Given text =

::::

So you’ve actually had people ask you if you could get them the horse medicine?

“Absolutely. Absolutely. They’ll call and say, ‘Hey doctor, what about Ivermectin?’ So I tell them — very calmly — ‘I can give you a better medicine, it’s called the vaccine, please go get it.’”

Why are people so against this vaccine?

“One of the sad truths is in the 80s vaccines took a hit with a false study by a doctor who got published, then retracted it because he had doctored all of the evidence, claiming that measles vaccines cause autism, and ever since people have had this bad image of vaccines. So it’s very difficult in this day and age when we have the amazing researchers who spend all their effort to make these vaccines so effective and so safe that we can’t get the message across.

What about the possibility of needing a Booster shot?

“Two things: one, you only will need the booster if you’re immunocompromised. That is less than 3% of the U.S. population; 2.7% actually, of adults. That’s roughly about 7 million adults in the United States that could benefit from a booster. You only need it if you didn’t mount a response (to the first dose). The other group that could likely benefit is anyone over the age of 65, some of those folks, not all of them don’t mount an immunoresponse and that’s just the nature of that age group. In the end what I would recommend is: based on evidence, based on the scientific evidence, the booster doses are best for those who are immunocompromised or immunosuppressed, or have autoimmune disease, or have reasons that their doctor would say that they cannot mount and immune response. If you are one of those people, you benefit from the booster, if you’re not one of those people you already have a great immune response and all the studies so far show you’re well protected, you don’t have to go chase another booster shot.”

::::

Provided material =
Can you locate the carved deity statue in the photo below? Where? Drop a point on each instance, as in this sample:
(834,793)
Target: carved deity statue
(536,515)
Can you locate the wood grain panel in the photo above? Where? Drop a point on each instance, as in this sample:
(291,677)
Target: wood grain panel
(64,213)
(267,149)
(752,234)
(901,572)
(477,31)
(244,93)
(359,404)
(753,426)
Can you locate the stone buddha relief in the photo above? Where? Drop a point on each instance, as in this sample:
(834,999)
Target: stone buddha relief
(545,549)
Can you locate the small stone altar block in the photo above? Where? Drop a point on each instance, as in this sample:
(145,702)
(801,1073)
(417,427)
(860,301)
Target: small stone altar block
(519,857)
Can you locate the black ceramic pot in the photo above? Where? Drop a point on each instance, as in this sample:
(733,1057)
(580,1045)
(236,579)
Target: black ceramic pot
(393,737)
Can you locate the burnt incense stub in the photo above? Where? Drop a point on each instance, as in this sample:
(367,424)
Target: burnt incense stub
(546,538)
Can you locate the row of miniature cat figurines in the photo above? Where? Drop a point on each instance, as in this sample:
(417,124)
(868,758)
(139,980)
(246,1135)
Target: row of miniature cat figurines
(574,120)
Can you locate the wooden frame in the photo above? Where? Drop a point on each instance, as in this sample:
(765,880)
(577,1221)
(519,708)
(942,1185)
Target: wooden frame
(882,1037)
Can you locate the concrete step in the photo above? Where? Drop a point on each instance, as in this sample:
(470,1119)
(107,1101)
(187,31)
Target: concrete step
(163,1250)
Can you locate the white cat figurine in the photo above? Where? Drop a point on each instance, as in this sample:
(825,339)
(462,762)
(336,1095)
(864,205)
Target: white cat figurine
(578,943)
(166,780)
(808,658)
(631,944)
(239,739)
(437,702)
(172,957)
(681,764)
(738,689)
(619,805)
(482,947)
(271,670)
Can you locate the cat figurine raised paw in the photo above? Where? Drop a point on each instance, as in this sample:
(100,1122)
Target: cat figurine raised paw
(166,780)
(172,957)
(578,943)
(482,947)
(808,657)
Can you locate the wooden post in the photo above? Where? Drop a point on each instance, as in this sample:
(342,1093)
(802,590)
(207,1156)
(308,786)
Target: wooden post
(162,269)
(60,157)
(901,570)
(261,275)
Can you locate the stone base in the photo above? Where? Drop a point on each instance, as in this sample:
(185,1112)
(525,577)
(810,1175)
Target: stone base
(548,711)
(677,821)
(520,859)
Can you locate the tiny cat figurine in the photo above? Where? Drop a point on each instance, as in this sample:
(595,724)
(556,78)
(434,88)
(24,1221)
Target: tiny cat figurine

::::

Requirement =
Answer these questions from the vaccine interview:
1. What does the doctor tell callers who ask about Ivermectin to get instead?
2. What percentage of U.S. adults does the doctor give as immunocompromised?
3. Apart from people who are immunocompromised, which age group could likely benefit from a booster?

Result below =
1. The vaccine.
2. 2.7%.
3. Anyone over the age of 65.